• Exercice écrit
Recopiez le passage sur Felix Kersten à partir des mots « Gagnant peu à » jusqu'aux mots « milliers de vies. » inclus, en substituant « centaines » à « milliers ».

• Extrait du document
Gagnant peu à peu la confiance de Brandt, le secrétaire privé de Himmler (et le dépositaire de tous ses secrets, qui n’hésite pas à arranger certains documents pour aider Kersten dans son entreprise), de Godlob Berger le commandant de l’armée du Reichsführer et de Walter Schellenberg qui dirigeait les services d’espionnage, Felix Kersten va oeuvrer durant cinq années, jusqu’à la défaite de l’Allemagne. Son intervention auprès de Himmler aura permis de sauver de la déportation et de la mort des milliers de vies.

Felix Kersten, au centre, à la droite de Himmler

Le regard de Himmler s’arrêta sur les mains du docteur. Voilà cinq années que fortes, douces, habiles, miraculeuses, elles extirpaient la souffrance de son corps. Et, depuis cinq années, le docteur était le seul homme auquel Himmler avait pu livrer davantage ses espoirs, ses craintes, ses rêves.

De page en page, le récit des faits d’armes de ce masseur formé à la médecine chinoise dans ses jeunes années par un médecin-lama qui a reconnu en lui son digne successeur se fait de plus en plus ahurissant. Le rôle de Kersten, qui devient politique aux côtés de la diplomatie suédoise sur la dernière partie de la guerre, nous interroge même – pas tant sur la véracité des faits (qui étaient très documentés et que Kessel a tous vérifiés) que sur leur portée: à son échelle, Kersten a bel et bien contribué à modifier le cours de la guerre (par exemple en faisant revenir Himmler sur sa décision actée de déporter en masse la population hollandaise vers la Pologne)!

(Relevés de points étiquetés)
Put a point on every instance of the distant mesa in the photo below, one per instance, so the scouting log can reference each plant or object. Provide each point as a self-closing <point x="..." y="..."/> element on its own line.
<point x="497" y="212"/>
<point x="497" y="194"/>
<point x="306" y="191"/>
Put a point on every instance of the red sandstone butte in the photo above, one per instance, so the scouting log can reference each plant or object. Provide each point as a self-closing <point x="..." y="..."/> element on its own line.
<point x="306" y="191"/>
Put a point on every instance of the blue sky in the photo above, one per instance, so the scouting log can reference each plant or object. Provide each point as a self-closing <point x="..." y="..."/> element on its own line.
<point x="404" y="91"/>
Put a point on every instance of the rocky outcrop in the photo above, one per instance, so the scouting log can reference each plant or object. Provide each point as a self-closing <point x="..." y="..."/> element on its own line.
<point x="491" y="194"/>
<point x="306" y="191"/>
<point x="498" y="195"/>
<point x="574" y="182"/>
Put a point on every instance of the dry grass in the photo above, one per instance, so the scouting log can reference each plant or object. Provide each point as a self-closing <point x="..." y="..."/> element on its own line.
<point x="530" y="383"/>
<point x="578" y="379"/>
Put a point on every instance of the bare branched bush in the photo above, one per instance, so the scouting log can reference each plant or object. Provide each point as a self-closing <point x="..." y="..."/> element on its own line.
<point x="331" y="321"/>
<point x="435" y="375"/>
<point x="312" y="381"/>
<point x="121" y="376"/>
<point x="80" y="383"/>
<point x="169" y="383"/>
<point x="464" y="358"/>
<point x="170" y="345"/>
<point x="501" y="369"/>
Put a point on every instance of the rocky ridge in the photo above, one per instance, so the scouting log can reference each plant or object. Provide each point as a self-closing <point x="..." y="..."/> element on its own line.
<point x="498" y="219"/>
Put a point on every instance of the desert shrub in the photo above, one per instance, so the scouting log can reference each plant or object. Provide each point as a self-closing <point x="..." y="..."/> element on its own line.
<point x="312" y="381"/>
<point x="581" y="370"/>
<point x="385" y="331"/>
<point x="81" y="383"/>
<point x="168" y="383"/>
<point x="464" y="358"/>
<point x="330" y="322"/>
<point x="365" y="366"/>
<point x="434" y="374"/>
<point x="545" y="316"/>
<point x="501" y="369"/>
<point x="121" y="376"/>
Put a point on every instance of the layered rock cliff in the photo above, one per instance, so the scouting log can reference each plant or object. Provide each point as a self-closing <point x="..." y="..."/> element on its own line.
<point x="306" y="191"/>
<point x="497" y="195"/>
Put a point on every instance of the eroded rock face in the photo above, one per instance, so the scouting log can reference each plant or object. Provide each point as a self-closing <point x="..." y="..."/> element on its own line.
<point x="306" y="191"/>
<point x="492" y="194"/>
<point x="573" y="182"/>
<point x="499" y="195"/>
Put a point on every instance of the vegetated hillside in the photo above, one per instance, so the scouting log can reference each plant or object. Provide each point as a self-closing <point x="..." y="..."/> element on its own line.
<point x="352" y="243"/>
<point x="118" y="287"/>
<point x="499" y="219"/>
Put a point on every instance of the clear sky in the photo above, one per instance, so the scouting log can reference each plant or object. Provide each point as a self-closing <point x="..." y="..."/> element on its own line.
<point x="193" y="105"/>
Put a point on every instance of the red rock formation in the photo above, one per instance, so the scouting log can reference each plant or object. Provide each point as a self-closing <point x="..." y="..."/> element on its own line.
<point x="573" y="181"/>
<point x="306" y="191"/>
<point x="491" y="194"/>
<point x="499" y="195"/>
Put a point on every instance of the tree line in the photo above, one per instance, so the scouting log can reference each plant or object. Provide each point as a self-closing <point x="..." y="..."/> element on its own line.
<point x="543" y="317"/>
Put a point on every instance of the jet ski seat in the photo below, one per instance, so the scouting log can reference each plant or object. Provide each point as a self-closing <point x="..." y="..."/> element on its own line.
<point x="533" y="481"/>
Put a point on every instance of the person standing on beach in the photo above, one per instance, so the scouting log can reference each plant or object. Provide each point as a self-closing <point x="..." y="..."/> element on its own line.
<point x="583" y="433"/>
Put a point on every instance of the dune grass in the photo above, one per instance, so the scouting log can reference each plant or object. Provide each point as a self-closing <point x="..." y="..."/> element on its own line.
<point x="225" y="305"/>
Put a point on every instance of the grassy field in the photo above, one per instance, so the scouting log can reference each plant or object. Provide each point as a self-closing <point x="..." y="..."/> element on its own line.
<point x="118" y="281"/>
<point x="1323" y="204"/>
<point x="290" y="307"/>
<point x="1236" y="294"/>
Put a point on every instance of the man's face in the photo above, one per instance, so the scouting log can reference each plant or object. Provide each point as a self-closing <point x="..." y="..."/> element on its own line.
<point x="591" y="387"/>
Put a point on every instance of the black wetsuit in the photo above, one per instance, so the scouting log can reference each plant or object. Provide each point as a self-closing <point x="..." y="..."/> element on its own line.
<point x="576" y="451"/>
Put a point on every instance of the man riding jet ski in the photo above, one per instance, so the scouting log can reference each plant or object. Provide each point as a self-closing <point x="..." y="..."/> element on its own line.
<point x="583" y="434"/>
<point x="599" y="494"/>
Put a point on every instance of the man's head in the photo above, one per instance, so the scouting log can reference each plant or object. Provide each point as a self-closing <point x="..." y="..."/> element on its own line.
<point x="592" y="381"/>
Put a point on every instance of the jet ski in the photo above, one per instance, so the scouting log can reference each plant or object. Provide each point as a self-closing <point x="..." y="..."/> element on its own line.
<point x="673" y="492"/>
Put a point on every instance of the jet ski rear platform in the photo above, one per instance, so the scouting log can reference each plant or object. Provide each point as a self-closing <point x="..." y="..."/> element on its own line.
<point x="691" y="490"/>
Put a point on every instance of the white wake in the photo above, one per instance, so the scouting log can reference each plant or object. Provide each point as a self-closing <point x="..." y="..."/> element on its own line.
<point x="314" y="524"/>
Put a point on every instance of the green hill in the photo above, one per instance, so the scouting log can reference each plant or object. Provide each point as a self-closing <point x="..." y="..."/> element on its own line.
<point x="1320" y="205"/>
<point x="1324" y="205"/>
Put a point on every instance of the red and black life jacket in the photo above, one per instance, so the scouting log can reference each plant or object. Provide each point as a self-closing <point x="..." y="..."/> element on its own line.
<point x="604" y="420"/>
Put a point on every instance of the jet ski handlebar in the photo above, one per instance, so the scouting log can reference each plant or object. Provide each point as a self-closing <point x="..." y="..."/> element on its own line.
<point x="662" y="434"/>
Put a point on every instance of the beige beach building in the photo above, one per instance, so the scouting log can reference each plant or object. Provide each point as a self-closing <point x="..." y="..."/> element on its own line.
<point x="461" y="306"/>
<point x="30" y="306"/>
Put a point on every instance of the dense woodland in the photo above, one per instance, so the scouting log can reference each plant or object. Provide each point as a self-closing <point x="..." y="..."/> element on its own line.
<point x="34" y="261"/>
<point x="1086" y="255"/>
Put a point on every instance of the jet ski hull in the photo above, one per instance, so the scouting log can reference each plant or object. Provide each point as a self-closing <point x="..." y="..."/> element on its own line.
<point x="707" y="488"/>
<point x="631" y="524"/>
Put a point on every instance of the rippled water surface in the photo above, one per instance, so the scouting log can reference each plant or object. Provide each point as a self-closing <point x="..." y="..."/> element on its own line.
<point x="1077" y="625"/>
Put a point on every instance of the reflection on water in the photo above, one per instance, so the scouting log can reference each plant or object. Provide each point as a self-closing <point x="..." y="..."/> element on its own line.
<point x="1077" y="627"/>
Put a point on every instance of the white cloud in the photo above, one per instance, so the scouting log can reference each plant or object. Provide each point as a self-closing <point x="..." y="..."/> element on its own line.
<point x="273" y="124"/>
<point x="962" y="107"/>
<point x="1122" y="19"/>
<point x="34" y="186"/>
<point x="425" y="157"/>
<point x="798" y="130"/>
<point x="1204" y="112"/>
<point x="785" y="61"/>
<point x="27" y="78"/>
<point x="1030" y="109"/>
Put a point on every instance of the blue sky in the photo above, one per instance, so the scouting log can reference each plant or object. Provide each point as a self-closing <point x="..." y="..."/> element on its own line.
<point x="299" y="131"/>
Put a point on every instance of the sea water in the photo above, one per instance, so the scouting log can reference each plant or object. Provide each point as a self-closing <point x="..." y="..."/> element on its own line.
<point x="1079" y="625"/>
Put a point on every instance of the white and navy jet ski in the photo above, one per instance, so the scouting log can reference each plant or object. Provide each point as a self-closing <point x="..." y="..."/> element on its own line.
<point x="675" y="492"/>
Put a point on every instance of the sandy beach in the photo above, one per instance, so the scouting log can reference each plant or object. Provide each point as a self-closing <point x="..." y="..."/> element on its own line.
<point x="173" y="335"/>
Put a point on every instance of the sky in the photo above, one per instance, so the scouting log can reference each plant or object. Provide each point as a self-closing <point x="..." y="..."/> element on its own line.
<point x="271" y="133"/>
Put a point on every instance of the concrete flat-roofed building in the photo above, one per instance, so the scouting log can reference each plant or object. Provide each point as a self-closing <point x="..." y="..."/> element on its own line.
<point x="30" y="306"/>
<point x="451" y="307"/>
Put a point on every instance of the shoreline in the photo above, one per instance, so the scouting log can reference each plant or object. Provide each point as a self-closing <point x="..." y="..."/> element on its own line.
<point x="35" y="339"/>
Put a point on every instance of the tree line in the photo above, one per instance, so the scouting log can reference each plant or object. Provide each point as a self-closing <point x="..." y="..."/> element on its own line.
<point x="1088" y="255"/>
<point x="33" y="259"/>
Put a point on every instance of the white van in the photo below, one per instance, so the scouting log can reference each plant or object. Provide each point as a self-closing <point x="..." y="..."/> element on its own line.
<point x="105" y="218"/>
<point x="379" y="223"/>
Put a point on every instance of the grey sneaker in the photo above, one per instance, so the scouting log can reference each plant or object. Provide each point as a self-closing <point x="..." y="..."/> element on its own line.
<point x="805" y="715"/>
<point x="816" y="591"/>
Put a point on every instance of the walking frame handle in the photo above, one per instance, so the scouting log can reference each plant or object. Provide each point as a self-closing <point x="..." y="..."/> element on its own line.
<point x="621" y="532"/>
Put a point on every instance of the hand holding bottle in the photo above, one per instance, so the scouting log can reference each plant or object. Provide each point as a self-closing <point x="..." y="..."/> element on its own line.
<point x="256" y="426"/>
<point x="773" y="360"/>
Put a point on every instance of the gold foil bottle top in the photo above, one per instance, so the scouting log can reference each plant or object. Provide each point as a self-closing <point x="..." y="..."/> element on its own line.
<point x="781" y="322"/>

• Corrigé ci-dessous
Gagnant peu à peu la confiance de Brandt, le secrétaire privé de Himmler (et le dépositaire de tous ses secrets, qui n’hésite pas à arranger certains documents pour aider Kersten dans son entreprise), de Godlob Berger le commandant de l’armée du Reichsführer et de Walter Schellenberg qui dirigeait les services d’espionnage, Felix Kersten va oeuvrer durant cinq années, jusqu’à la défaite de l’Allemagne. Son intervention auprès de Himmler aura permis de sauver de la déportation et de la mort des centaines de vies.